It’s hard to believe that my favourite flowers, Dianthus superbus (aka Pinks) belong to the same family of flowers as the pink carnations that I’ve had on my dining room table for almost a month. Sometimes I have to touch them just to make sure they are real!
Why is it that we are intent on hybridizing plants so that they will bloom endlessly? In the process of creating these long-lived flowers, we often sacrifice the very qualities such as fragrance, which gives the flower its charm.
The Pinks (pictured above in my front flowerbed, summer, 2006) have the most beautiful and haunting scent of any flower I’ve encountered. The flowers are exquisite, with airy, delicately-feathered blooms in white, lavender and pale pinks. The Japanese name for this plant, Nadesiko, which means ‘pretty girl’, is an apt one.
I first happened upon this plant, about ten years’ ago, at an out-of-the-way plant vendor’s stall in Ottawa’s Byward Market. I would have overlooked it, except that a vase of its stunning flowers caught my eye. It was truly love at first sight and scent.

[Excerpts from a dataset]

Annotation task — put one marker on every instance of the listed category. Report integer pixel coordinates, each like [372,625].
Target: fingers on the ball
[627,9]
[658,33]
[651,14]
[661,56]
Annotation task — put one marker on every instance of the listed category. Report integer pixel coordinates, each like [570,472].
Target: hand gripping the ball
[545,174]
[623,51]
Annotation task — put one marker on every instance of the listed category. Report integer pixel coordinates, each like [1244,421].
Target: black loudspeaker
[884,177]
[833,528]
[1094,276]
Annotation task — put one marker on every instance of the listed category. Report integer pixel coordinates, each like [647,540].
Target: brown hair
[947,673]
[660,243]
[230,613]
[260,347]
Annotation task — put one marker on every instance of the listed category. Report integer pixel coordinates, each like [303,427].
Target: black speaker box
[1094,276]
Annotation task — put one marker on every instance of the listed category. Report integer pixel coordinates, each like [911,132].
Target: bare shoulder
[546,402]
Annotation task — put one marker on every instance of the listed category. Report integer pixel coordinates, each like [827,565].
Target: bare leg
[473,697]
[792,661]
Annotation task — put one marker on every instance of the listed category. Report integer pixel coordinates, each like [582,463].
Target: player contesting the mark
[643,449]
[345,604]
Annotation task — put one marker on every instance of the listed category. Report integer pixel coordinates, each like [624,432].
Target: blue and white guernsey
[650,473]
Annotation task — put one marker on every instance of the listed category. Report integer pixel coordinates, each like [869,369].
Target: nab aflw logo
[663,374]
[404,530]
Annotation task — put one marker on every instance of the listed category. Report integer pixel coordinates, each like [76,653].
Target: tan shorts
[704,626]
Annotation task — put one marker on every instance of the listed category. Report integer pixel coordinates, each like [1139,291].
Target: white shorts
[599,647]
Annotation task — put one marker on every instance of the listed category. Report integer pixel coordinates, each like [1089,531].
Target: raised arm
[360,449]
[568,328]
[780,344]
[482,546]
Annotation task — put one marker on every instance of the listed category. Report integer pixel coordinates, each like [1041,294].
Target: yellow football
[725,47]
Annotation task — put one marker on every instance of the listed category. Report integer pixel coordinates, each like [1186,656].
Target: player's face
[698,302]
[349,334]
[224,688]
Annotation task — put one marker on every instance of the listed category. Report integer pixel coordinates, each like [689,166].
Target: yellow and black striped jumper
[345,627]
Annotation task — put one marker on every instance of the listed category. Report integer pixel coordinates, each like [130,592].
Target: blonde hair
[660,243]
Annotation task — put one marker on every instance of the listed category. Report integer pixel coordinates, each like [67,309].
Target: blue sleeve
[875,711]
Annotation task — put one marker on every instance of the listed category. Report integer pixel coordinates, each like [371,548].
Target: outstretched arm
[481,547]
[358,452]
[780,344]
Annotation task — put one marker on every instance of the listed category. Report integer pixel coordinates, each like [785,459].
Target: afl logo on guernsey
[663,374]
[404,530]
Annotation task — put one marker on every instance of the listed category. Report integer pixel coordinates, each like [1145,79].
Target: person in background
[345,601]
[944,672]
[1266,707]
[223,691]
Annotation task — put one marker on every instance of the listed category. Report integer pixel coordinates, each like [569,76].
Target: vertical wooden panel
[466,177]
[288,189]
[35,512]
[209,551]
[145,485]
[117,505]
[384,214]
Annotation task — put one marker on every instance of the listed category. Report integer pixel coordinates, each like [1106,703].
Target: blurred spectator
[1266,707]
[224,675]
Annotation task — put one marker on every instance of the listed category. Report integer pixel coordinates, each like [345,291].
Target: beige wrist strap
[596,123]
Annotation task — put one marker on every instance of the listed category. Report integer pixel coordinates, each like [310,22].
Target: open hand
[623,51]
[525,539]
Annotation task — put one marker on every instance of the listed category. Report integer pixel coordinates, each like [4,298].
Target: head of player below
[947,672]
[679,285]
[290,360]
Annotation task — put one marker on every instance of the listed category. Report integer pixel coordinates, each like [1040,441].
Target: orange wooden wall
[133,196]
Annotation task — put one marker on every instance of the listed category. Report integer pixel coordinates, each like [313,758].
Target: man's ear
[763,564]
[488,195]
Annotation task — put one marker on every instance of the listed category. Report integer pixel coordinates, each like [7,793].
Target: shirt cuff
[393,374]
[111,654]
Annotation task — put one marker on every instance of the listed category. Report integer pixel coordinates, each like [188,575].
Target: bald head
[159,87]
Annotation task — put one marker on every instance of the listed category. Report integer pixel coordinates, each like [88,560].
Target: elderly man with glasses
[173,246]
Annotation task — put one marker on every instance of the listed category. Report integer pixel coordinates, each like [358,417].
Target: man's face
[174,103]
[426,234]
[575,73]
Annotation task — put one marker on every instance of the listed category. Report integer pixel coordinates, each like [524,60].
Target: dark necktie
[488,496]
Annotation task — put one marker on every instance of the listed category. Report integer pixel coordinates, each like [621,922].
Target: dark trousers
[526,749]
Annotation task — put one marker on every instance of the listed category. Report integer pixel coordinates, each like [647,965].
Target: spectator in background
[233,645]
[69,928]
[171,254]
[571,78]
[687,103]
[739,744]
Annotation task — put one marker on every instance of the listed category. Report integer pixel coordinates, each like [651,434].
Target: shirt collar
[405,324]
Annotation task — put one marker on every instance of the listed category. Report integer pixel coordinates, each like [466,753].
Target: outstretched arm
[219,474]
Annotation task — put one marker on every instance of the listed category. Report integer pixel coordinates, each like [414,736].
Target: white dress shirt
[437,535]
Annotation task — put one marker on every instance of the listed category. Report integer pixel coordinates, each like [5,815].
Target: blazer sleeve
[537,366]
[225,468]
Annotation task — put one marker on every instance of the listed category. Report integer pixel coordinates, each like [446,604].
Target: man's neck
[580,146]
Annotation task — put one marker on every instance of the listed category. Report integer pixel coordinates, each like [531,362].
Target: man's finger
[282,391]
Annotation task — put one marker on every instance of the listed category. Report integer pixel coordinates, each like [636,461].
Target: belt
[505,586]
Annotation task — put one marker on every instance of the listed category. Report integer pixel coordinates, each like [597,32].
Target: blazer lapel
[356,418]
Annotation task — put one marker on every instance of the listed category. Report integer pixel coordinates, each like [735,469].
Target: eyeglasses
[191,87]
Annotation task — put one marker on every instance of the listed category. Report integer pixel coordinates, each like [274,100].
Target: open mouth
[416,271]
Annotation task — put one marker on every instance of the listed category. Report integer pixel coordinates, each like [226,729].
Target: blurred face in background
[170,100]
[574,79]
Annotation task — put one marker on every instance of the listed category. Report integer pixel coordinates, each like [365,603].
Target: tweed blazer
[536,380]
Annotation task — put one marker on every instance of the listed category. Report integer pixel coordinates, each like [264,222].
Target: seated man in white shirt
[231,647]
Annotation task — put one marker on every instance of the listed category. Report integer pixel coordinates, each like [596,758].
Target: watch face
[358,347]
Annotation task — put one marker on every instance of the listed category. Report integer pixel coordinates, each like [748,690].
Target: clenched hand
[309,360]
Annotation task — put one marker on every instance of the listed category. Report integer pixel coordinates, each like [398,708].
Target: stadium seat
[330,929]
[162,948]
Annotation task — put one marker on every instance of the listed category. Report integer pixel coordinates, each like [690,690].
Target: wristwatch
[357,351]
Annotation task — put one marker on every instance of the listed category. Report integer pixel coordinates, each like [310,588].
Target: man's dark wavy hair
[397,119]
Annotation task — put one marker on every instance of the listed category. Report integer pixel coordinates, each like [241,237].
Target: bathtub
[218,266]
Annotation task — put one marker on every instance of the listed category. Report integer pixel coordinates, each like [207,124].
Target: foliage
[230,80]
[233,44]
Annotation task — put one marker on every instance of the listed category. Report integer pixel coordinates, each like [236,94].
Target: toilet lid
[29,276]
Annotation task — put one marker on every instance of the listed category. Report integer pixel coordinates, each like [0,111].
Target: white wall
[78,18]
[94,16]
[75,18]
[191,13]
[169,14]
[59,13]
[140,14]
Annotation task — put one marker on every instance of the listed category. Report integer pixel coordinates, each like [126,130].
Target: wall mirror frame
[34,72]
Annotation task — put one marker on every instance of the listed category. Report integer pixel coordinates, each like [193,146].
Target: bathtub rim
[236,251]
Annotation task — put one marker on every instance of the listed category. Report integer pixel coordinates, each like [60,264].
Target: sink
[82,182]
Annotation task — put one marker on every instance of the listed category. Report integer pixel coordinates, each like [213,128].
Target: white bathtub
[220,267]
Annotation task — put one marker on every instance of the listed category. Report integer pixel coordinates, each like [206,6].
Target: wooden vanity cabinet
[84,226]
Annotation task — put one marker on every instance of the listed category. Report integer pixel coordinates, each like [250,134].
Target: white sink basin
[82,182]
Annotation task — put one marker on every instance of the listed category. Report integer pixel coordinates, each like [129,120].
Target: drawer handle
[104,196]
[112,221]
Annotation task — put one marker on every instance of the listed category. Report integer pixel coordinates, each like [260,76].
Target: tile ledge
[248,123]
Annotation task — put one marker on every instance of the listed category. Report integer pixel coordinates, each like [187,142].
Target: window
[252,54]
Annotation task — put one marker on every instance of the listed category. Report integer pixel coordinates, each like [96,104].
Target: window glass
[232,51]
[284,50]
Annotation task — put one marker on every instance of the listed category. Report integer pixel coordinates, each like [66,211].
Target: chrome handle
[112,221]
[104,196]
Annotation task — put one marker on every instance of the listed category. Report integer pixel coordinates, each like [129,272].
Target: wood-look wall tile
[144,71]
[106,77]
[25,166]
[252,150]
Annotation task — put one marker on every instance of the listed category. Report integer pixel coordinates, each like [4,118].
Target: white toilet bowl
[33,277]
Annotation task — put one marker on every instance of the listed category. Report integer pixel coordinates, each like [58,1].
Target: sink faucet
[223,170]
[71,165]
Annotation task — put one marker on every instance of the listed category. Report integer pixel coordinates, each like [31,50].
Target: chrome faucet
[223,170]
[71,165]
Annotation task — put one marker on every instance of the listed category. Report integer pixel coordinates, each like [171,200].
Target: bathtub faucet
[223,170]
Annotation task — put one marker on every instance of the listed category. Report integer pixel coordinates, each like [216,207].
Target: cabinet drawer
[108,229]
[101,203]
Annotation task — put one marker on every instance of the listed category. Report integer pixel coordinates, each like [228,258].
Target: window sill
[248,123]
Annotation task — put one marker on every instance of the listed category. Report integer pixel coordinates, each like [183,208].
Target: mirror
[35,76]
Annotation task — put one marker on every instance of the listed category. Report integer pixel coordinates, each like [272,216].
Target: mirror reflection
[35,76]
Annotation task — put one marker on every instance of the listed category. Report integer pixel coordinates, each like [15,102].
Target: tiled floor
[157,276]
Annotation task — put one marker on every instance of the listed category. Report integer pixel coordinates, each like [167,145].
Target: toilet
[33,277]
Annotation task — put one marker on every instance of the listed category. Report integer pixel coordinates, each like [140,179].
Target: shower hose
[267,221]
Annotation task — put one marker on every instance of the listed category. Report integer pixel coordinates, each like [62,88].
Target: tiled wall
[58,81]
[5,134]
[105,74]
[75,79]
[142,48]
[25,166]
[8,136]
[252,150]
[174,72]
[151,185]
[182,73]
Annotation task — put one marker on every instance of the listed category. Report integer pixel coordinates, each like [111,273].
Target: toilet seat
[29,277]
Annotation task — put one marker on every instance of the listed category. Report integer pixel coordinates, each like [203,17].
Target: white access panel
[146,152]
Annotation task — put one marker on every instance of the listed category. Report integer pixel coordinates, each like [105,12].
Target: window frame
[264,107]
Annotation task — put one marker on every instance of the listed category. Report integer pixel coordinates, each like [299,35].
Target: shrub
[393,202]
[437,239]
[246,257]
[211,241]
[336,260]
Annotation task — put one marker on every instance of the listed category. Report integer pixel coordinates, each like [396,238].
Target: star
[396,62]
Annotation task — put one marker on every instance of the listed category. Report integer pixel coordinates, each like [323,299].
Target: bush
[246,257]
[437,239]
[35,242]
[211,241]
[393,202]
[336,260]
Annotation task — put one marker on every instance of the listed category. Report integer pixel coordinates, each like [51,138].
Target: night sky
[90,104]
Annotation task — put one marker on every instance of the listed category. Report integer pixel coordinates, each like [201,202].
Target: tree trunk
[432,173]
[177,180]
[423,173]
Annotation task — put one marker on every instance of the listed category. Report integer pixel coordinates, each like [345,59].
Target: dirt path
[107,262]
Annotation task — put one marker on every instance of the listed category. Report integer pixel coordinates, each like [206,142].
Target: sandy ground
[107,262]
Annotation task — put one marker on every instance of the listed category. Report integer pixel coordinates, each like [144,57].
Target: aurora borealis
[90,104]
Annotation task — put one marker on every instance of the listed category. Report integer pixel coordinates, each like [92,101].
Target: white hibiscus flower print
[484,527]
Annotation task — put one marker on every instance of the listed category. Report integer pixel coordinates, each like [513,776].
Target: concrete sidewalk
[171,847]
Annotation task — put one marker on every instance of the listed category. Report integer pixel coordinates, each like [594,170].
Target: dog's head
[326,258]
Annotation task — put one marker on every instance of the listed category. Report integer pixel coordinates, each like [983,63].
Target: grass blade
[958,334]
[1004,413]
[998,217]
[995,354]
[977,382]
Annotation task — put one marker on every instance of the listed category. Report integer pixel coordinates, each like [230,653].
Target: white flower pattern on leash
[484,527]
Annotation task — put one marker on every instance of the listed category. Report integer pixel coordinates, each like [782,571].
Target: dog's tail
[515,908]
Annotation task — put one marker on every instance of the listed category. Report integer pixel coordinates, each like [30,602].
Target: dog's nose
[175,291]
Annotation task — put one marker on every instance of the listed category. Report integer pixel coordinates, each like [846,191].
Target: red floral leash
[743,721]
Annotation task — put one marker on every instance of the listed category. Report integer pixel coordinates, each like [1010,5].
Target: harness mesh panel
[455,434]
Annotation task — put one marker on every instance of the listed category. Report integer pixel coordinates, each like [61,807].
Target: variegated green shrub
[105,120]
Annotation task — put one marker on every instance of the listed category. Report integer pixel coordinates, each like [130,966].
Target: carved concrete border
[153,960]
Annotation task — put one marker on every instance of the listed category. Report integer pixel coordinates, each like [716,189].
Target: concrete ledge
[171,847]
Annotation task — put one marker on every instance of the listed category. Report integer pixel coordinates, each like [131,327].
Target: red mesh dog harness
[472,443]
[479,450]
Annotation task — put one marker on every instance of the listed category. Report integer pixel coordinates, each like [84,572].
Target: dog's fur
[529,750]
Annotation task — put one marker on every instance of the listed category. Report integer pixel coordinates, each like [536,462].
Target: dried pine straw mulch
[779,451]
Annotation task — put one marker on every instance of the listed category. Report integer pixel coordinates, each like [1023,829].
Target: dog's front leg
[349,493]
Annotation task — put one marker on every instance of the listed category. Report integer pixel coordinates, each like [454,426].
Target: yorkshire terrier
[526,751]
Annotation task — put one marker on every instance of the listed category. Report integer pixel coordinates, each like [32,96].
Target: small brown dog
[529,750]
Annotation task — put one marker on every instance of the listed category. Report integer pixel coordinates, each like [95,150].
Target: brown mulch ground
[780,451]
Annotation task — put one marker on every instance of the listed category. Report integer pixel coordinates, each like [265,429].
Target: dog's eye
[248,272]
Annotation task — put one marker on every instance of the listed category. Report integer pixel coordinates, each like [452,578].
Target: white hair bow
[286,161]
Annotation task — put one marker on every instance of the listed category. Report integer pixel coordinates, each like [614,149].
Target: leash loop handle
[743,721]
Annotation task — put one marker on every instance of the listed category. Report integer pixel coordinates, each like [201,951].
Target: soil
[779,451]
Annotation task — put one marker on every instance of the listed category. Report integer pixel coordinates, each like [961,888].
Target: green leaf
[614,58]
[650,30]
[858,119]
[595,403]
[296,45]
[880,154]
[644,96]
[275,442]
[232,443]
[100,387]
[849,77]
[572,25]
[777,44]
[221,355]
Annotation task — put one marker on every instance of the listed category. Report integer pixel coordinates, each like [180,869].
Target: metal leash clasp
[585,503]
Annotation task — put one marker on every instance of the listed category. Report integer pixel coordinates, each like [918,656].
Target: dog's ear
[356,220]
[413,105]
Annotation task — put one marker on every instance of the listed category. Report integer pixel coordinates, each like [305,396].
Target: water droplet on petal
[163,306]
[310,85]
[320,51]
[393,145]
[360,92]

=== Task statement ===
Pick up the piece about Pinks (Dianthus superbus) after its last sentence and write the next few sentences in the same first-person voice.

=== Exercise response ===
I grew this plant in my front flower garden and on warm summer nights would drift off to sleep with the flowers’ scent wafting through the open second-floor bedroom window. Over the years, I have searched high and low for this plant. Luckily seeds are available through Thompson & Morgan and are easy to grow. I am baffled though, by how rarely this particular Pink, Dianthus superbus, is grown in North America.
I imagine, though, we will continue to see the development of ever longer-flowering and more oddly-coloured, genetically-modified Pinks (which we are assured can only theoretically hybridize with other Pinks). Meanwhile, I think I’ll be content to enjoy growing Dianthus superbus and simply enjoy it for the time it is in bloom.